Excerpts from segmentation records:
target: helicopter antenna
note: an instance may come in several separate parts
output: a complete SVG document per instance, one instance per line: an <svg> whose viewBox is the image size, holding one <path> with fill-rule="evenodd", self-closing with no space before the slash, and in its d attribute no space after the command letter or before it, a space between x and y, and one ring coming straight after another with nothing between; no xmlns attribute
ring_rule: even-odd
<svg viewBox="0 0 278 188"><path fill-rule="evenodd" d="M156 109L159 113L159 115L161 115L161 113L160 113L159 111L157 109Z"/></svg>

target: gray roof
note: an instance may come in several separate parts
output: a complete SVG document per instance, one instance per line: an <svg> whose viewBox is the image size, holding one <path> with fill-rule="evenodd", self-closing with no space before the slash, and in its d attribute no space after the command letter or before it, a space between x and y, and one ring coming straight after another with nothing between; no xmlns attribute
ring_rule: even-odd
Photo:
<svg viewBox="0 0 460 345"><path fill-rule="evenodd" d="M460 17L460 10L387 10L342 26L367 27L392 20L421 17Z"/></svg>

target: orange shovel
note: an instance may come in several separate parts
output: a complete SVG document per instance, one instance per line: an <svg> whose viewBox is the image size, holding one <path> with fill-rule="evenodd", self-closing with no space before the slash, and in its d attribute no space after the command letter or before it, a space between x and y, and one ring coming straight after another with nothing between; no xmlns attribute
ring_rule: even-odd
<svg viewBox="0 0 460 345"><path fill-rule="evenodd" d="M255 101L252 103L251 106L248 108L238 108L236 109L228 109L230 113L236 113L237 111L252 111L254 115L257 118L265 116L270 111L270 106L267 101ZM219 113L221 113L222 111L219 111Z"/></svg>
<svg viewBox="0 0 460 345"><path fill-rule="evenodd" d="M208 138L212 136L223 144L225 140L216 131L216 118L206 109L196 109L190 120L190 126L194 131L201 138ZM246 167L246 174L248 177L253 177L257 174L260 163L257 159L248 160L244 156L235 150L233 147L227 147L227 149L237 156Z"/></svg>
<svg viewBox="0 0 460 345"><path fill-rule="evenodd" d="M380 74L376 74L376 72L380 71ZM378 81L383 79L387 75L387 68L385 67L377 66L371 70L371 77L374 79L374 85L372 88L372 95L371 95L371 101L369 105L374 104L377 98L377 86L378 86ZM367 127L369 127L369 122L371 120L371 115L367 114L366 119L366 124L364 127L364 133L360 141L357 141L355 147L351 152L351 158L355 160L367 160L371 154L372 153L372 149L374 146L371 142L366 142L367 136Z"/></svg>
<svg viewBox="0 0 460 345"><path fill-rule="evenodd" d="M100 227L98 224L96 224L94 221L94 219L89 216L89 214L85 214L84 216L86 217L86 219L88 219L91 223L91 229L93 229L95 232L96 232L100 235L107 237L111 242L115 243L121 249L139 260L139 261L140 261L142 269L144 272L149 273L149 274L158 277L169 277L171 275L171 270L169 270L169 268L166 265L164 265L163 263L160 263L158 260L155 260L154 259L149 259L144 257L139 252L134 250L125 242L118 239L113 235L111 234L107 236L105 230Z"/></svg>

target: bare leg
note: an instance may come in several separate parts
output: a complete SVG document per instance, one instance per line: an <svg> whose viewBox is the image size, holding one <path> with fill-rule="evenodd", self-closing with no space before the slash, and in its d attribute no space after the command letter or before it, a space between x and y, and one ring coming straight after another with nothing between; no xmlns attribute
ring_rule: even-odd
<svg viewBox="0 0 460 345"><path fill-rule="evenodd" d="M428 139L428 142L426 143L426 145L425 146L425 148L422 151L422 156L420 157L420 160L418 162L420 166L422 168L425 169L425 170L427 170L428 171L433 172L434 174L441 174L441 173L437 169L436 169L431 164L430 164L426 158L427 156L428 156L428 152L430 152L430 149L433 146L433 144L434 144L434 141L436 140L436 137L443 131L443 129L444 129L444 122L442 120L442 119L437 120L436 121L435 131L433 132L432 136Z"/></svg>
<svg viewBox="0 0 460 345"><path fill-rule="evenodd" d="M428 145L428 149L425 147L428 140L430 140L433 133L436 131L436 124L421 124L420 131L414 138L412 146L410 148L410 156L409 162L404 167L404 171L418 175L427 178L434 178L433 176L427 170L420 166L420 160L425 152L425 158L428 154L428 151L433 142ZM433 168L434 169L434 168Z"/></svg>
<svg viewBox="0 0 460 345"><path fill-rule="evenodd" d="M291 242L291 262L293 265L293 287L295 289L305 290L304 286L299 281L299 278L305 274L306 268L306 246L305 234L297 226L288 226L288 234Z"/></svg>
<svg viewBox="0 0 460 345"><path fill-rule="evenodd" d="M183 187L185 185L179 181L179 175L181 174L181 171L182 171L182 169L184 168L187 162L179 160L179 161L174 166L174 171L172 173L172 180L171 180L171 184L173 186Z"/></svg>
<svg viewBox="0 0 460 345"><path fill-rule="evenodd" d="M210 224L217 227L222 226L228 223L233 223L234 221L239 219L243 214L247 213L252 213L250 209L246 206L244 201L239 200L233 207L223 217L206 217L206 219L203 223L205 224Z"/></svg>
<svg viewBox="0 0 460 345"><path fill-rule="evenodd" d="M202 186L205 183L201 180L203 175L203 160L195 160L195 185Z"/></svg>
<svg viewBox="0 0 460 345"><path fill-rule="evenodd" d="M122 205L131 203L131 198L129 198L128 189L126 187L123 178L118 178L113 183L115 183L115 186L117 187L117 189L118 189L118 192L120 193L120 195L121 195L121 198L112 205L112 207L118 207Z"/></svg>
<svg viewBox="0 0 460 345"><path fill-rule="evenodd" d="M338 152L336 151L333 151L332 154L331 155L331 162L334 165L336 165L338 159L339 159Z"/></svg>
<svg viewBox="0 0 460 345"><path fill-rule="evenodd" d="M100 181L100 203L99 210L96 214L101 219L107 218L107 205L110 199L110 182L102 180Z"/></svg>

## Exercise
Please rewrite the records above, changing each occurrence of "separate parts" to "disconnected pieces" and keeping everything else the same.

## The output
target: helicopter antenna
note: an instance may come in several disconnected pieces
output: a complete SVG document per instance, one instance per line: an <svg> whose viewBox is the image size, holding one <path> with fill-rule="evenodd", self-closing with no space before the slash, and in its d attribute no space after the command letter or before it, a space between x and y, and one ring coming straight after another with nothing between; no xmlns attribute
ring_rule: even-odd
<svg viewBox="0 0 278 188"><path fill-rule="evenodd" d="M156 109L159 113L159 115L161 115L161 113L160 113L159 111L157 109Z"/></svg>

target: gray roof
note: an instance may come in several disconnected pieces
output: a complete SVG document per instance, one instance per line: an <svg> whose viewBox is the image size, holding one <path> with fill-rule="evenodd", self-closing with no space before the slash, and in its d attribute no space after the command letter or before it, a space between x and y, and one ring coming straight after another with nothing between; no xmlns attribute
ring_rule: even-odd
Photo:
<svg viewBox="0 0 460 345"><path fill-rule="evenodd" d="M460 17L460 10L387 10L342 26L367 27L392 20L421 17Z"/></svg>

target: orange shovel
note: an instance may come in several disconnected pieces
output: a complete SVG document per instance, one instance per line: an <svg> whose viewBox is the image size, holding one <path> with fill-rule="evenodd", self-closing with no space before the slash, and in its d attribute no space after the command letter or before it, a space between x and y, and one ring coming straight after another with nothing between; no xmlns attribute
ring_rule: even-odd
<svg viewBox="0 0 460 345"><path fill-rule="evenodd" d="M255 101L252 103L251 106L248 108L238 108L236 109L228 109L230 113L236 113L237 111L252 111L254 115L257 118L265 116L270 111L270 106L267 101ZM219 113L221 113L222 111L219 111Z"/></svg>
<svg viewBox="0 0 460 345"><path fill-rule="evenodd" d="M208 138L212 136L223 144L225 140L216 131L216 118L206 109L196 109L190 120L190 126L194 131L201 138ZM246 167L246 174L248 177L253 177L257 174L260 163L257 159L248 160L244 156L235 150L233 147L227 147L227 149L237 156Z"/></svg>
<svg viewBox="0 0 460 345"><path fill-rule="evenodd" d="M380 74L376 74L376 72L380 71ZM378 81L383 79L387 75L387 68L385 67L377 66L371 70L371 77L374 79L374 85L372 88L372 95L371 95L371 101L369 105L374 104L377 98L377 86L378 86ZM367 127L369 127L369 122L371 120L371 115L367 114L366 119L366 124L364 127L364 133L360 141L357 141L355 147L351 152L351 158L355 160L367 160L371 154L372 153L372 149L374 146L371 142L366 142L367 136Z"/></svg>
<svg viewBox="0 0 460 345"><path fill-rule="evenodd" d="M100 227L98 224L96 224L94 221L94 219L89 216L89 214L85 214L84 216L86 217L86 219L88 219L91 223L91 229L93 229L95 232L96 232L100 235L107 237L111 242L115 243L121 249L139 260L139 261L140 261L142 269L144 272L149 273L149 274L158 277L169 277L171 275L171 270L169 270L169 268L166 265L164 265L163 263L160 263L158 260L155 260L154 259L149 259L144 257L139 252L134 250L125 242L118 239L113 235L111 234L107 236L105 230Z"/></svg>

target: bare leg
note: an instance may come in several disconnected pieces
output: a complete SVG document per instance, one instance per line: an <svg> whose viewBox is the image size, holding one <path> with fill-rule="evenodd", self-closing with no space before the slash, and in its d attribute no space after the command letter or before it, a space between x and y, and one ring coming straight after another with nothing between; no xmlns attribute
ring_rule: even-odd
<svg viewBox="0 0 460 345"><path fill-rule="evenodd" d="M428 139L428 142L426 143L426 145L425 146L425 148L422 151L422 156L420 157L420 160L418 162L420 166L422 168L425 169L425 170L427 170L428 171L433 172L434 174L441 174L441 173L437 169L436 169L431 164L430 164L426 158L427 156L428 156L428 152L430 152L430 149L433 146L433 144L434 144L434 141L436 140L436 137L443 131L443 129L444 129L444 122L442 120L442 119L437 120L436 121L435 131L433 132L432 136Z"/></svg>
<svg viewBox="0 0 460 345"><path fill-rule="evenodd" d="M428 145L428 149L425 147L428 140L430 140L433 133L436 131L436 124L421 124L420 131L414 138L412 146L410 148L410 156L409 162L404 167L404 171L418 175L427 178L434 178L433 176L427 170L420 166L420 160L425 152L425 158L428 154L428 151L433 142ZM433 168L434 169L434 168Z"/></svg>
<svg viewBox="0 0 460 345"><path fill-rule="evenodd" d="M291 242L291 262L293 265L293 287L295 289L305 290L304 286L299 281L299 278L305 274L306 268L306 246L305 234L297 226L288 226L288 234Z"/></svg>
<svg viewBox="0 0 460 345"><path fill-rule="evenodd" d="M183 187L185 185L179 181L179 175L181 174L181 171L182 171L182 169L184 168L187 162L179 160L179 161L174 166L174 171L172 173L172 180L171 180L171 184L173 186Z"/></svg>
<svg viewBox="0 0 460 345"><path fill-rule="evenodd" d="M210 224L217 227L222 226L228 223L233 223L234 221L239 219L243 214L247 213L252 213L250 209L246 206L244 201L239 200L233 207L223 217L206 217L206 219L203 223L205 224Z"/></svg>
<svg viewBox="0 0 460 345"><path fill-rule="evenodd" d="M202 186L205 183L201 180L203 175L203 160L195 160L195 185Z"/></svg>
<svg viewBox="0 0 460 345"><path fill-rule="evenodd" d="M122 205L131 203L131 198L129 198L128 189L126 187L123 178L118 178L113 183L115 183L115 186L117 187L117 189L118 189L118 192L120 193L120 195L121 195L121 198L112 205L112 207L118 207Z"/></svg>
<svg viewBox="0 0 460 345"><path fill-rule="evenodd" d="M338 152L336 151L333 151L332 154L331 155L331 162L334 165L336 165L338 159L339 159Z"/></svg>
<svg viewBox="0 0 460 345"><path fill-rule="evenodd" d="M100 181L100 203L99 210L96 214L101 219L107 218L107 205L110 199L110 182L102 180Z"/></svg>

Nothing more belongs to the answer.